I have following C program, and I'm not understanding the output of the following program.
#include <stdio.h>
int main()
{
int a,b, *p1, *p2, x,y,z;
a=12;
b=4;
p1=&a;
p2=&b;
x=*p1 * *p2-6;
y=4* - *p2 / *p1+10;
printf("y=%d", y);
return 0;
}
The output of the program is 9. But what is the meaning of 4*?
What is the meaning of 4*
The * there is the multiplication operator. Only one operand, 4, is shown in that extract. The full multiplication is:
4* - *p2
which is more clearly written as
4 * -(*p2)
Write out the expression, substituting the values. We can ignore x since it is not used. Which leaves us:
y= 4* - *p2 / *p1+10;
And *p2 is b which is 4. And *p1 is a which is 12. So the expression is:
y = 4 * -4 / 12 + 10;
And this evaluates as:
y = ((4 * -4) / 12) + 10;
Which is
y = (-16 / 12) + 10;
Which is
y = -1 + 10;
The spacing in this line might be causing confusion:
y=4* - *p2 / *p1+10;
This is equivalent to:
y = 4 * (-*p2) / *p1 + 10;
but the spacing makes it look like a subtraction.

_ _ _

#### Instructions
- A) According to the forum thread about the C program, what does the * in "4*" stand for?
- B) Reproduce the part of the forum thread from "#include <stdio.h>" to "meaning of 4*?".
- C) Decide whether each statement agrees with the forum thread, and support each answer with the thread's exact words: (i) The program's output is 9. (ii) The variable x is needed to work out y. (iii) *p1 refers to b.

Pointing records
_ _ _

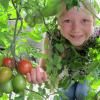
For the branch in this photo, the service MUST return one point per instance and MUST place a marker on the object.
(36, 93)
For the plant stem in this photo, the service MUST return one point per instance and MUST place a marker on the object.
(35, 92)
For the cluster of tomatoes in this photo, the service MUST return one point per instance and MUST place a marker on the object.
(13, 82)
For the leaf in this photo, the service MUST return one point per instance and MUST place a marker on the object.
(5, 4)
(34, 96)
(21, 97)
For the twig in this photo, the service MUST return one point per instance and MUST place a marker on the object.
(36, 93)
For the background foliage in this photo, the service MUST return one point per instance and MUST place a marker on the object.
(23, 22)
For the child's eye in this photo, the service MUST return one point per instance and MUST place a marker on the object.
(67, 20)
(85, 20)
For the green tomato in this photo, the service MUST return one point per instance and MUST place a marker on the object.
(5, 74)
(19, 83)
(7, 87)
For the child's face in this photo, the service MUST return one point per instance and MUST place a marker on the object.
(76, 25)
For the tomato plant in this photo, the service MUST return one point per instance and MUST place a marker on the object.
(5, 74)
(7, 87)
(8, 62)
(24, 66)
(19, 83)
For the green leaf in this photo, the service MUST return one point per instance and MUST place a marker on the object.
(34, 96)
(5, 4)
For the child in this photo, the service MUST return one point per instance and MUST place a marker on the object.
(76, 26)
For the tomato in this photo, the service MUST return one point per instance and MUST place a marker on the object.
(24, 66)
(8, 62)
(5, 74)
(19, 83)
(7, 87)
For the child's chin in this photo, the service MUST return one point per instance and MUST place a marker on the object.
(77, 44)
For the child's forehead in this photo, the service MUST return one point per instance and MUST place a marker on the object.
(73, 11)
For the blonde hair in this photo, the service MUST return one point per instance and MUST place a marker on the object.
(85, 3)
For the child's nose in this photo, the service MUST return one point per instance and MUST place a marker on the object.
(76, 26)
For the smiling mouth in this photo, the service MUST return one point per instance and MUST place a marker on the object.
(76, 36)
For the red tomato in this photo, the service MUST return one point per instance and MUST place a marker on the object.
(5, 74)
(7, 62)
(24, 66)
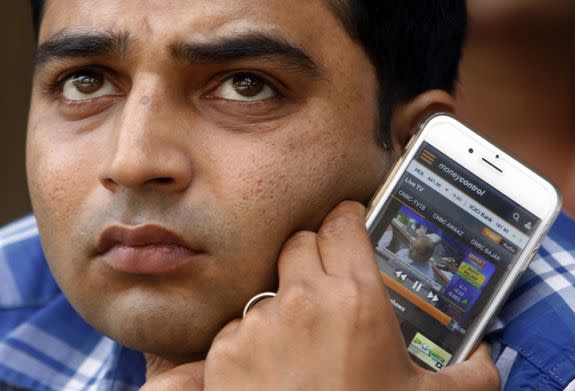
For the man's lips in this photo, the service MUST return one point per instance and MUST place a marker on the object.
(147, 249)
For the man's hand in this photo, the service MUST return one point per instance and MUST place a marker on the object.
(330, 327)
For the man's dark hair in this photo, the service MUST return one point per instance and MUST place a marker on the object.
(415, 45)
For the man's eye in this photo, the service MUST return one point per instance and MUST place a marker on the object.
(86, 84)
(245, 87)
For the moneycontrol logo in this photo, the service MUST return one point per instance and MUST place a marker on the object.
(461, 179)
(427, 157)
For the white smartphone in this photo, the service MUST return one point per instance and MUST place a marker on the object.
(453, 227)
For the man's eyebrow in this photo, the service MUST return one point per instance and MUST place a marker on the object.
(82, 43)
(246, 46)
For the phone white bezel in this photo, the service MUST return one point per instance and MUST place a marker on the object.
(516, 181)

_ _ _

#### Results of the exercise
- A) It is the multiplication operator.

- B)
#include <stdio.h>
int main()
{
int a,b, *p1, *p2, x,y,z;
a=12;
b=4;
p1=&a;
p2=&b;
x=*p1 * *p2-6;
y=4* - *p2 / *p1+10;
printf("y=%d", y);
return 0;
}
The output of the program is 9. But what is the meaning of 4*?

- C)
(i) Yes: "The output of the program is 9."
(ii) No: "We can ignore x since it is not used."
(iii) No: "And *p1 is a which is 12."